───── Texto apresentado ─────
Um gajo fechado em casa irrita-se mais, é capaz de ser isso. Certo é que dou por mim irritado com coisas que não se resolvem com irritação.
Irritado com noticiários televisivos que nunca acabam, que se prolongam sem nada dizerem, que repetem até à náusea as imagens do dia anterior, e que mesmo quando são outras são exatamente as mesmas: diretos de hospitais cheios, ambulâncias à porta, declarações de profissionais de saúde que garantem estar a lotação esgotada. São horas de um desfile de riscos, ameaças e medo às costas de uma informação que, enquanto informação, despida da dimensão circense, cabia em 10 minutos de noticiário.
Duplamente irritado com a sucessão de casos de abusos na vacinação. Irritado com quem abusa, mas irritado também com as televisões que, uma vez mais, exploram a situação até ao enjoo. O Governo devia ter dado um sinal mais firme logo no começo, é verdade. Por exemplo, no caso de pessoas nomeadas por si próprio, como sucede com quem dirige os centros da Segurança Social, onde ocorreu um dos primeiros casos, demitindo imediatamente o responsável pelo abuso, declarando perda de confiança política e explicando isso mesmo em alto e bom som. Talvez se tivessem evitado alguns casos. Outros não, porque muitos dos casos denunciados são a expressão acabada do país que somos, pelo menos uma parte do país: pequenas comunidades, onde todos se conhecem, onde a ninguém passa pela cabeça fazer uma desfeita ao padre, ao chefe da banda ou ao tesoureiro da Misericórdia.
───── Dados fornecidos ─────
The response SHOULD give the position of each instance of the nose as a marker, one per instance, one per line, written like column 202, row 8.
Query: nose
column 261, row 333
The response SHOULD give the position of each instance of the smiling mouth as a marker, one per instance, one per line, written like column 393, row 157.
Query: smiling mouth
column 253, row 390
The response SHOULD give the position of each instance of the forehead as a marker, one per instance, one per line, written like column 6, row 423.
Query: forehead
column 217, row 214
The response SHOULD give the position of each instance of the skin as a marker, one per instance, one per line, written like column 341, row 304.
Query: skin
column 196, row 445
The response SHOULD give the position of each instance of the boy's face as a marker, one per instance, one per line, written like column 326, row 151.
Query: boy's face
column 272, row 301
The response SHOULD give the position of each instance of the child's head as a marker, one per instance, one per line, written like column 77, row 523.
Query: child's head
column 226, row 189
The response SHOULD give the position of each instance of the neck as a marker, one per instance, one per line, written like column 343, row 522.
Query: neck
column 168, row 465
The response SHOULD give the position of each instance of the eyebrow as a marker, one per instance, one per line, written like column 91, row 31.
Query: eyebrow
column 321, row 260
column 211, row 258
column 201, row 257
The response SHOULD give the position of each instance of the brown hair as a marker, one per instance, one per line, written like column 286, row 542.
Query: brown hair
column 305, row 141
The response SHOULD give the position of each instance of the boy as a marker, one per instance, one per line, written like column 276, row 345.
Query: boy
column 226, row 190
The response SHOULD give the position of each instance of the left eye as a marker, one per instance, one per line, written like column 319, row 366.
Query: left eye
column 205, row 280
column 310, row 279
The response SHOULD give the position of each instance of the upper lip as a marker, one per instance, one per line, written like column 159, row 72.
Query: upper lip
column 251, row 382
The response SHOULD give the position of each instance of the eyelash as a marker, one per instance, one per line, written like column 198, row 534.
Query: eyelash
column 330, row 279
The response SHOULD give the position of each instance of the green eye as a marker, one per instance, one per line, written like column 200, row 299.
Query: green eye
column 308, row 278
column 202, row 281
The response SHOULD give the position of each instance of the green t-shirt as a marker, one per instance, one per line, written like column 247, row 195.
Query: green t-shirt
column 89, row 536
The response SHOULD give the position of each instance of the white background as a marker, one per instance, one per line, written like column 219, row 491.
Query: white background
─────
▶ [Tarefas]
1 > Transcreva do texto apresentado o trecho que começa em "Duplamente irritado com" e termina em "tesoureiro da Misericórdia.".
2 > Segundo o texto apresentado, em quantos minutos de noticiário caberia a informação despida da dimensão circense?

▶ [Respostas]
1 >
Duplamente irritado com a sucessão de casos de abusos na vacinação. Irritado com quem abusa, mas irritado também com as televisões que, uma vez mais, exploram a situação até ao enjoo. O Governo devia ter dado um sinal mais firme logo no começo, é verdade. Por exemplo, no caso de pessoas nomeadas por si próprio, como sucede com quem dirige os centros da Segurança Social, onde ocorreu um dos primeiros casos, demitindo imediatamente o responsável pelo abuso, declarando perda de confiança política e explicando isso mesmo em alto e bom som. Talvez se tivessem evitado alguns casos. Outros não, porque muitos dos casos denunciados são a expressão acabada do país que somos, pelo menos uma parte do país: pequenas comunidades, onde todos se conhecem, onde a ninguém passa pela cabeça fazer uma desfeita ao padre, ao chefe da banda ou ao tesoureiro da Misericórdia.

2 > Em 10 minutos.